**YOUR GOAL**
Return the records exactly, from the first line through the "Report the position of every instance of the dark hair" line.

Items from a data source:
────

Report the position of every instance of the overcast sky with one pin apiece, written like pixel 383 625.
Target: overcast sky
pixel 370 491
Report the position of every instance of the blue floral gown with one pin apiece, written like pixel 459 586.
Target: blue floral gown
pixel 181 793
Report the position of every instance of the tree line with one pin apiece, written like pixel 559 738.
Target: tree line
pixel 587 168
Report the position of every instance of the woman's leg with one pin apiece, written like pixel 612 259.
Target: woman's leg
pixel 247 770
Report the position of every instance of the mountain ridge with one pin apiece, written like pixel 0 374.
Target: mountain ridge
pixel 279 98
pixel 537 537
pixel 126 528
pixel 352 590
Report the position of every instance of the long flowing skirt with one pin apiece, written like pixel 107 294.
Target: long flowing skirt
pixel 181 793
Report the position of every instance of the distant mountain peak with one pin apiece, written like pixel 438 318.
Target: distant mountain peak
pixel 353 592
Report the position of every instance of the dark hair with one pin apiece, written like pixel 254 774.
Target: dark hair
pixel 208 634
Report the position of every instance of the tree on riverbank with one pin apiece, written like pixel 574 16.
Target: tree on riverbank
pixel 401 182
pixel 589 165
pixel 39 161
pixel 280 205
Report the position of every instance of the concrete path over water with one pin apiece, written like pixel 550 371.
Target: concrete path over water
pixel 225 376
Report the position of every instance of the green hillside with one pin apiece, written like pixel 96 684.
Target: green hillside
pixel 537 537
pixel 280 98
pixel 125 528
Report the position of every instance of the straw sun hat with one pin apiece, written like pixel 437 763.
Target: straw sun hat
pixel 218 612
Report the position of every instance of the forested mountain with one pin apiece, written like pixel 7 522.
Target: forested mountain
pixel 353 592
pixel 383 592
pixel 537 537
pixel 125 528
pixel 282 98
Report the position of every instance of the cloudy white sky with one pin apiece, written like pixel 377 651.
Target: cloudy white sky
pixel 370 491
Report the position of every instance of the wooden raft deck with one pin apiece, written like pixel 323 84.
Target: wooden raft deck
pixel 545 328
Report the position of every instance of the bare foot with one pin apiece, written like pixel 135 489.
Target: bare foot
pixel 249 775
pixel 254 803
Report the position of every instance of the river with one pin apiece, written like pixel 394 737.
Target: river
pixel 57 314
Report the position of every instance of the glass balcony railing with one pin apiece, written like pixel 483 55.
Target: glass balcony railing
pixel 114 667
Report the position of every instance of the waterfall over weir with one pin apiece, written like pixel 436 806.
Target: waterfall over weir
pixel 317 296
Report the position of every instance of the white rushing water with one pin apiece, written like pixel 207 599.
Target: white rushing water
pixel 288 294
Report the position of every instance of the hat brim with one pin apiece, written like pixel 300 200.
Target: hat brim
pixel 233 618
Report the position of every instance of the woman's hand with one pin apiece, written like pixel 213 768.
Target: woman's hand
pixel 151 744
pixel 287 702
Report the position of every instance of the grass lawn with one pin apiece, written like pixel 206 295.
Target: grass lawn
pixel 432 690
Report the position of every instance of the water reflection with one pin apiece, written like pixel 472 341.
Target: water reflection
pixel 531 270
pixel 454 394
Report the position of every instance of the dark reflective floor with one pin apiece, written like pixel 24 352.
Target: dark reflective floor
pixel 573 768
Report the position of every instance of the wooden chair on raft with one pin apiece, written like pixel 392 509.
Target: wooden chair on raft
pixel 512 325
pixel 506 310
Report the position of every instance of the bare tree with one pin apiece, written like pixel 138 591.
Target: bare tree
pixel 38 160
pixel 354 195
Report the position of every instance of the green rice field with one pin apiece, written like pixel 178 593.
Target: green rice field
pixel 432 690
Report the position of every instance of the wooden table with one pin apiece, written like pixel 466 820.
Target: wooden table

────

**ANSWER AREA**
Report the position of every instance of the overcast sky with one pin apiece, written like pixel 383 625.
Target: overcast sky
pixel 370 491
Report the position of every instance of the blue floral gown with one pin apiece, written like pixel 459 586.
Target: blue floral gown
pixel 181 793
Report the position of every instance of the tree line with one pin apiece, written like pixel 559 738.
Target: tree line
pixel 587 168
Report the position of every instance of the woman's leg with one pin apiece, written like pixel 612 259.
Target: woman's leg
pixel 247 770
Report the position of every instance of the mountain ridge with one pin apiece, written like pixel 0 374.
Target: mountain ridge
pixel 279 98
pixel 537 537
pixel 126 528
pixel 352 590
Report the position of every instance of the long flowing skirt with one pin apiece, written like pixel 107 294.
Target: long flowing skirt
pixel 181 793
Report the position of every instance of the distant mountain peak with one pin apiece, written like pixel 438 318.
Target: distant mountain peak
pixel 353 592
Report the position of every instance of the dark hair with one pin apiece, written like pixel 254 774.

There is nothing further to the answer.